◆ EXERCISE PROMPT ◆
Which lines in the listing below contain the string "bbox"? Show each of them in full.

◆ DATA RECORDS ◆

▶

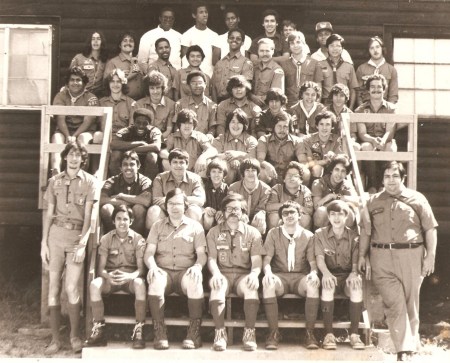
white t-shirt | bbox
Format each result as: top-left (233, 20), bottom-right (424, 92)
top-left (181, 25), bottom-right (220, 77)
top-left (213, 32), bottom-right (252, 59)
top-left (138, 25), bottom-right (185, 70)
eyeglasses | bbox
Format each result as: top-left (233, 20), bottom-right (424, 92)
top-left (225, 207), bottom-right (241, 213)
top-left (281, 210), bottom-right (298, 217)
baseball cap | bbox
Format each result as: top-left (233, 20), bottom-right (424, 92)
top-left (133, 108), bottom-right (153, 123)
top-left (316, 21), bottom-right (333, 33)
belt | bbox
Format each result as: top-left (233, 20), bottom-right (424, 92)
top-left (371, 242), bottom-right (423, 250)
top-left (53, 220), bottom-right (83, 230)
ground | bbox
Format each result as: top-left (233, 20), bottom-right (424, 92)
top-left (0, 228), bottom-right (450, 360)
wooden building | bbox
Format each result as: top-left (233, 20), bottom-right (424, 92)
top-left (0, 0), bottom-right (450, 284)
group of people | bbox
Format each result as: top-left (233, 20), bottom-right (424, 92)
top-left (41, 3), bottom-right (437, 360)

◀

◆ REPLY ◆
white t-shirt | bbox
eyeglasses | bbox
baseball cap | bbox
belt | bbox
ground | bbox
wooden building | bbox
group of people | bbox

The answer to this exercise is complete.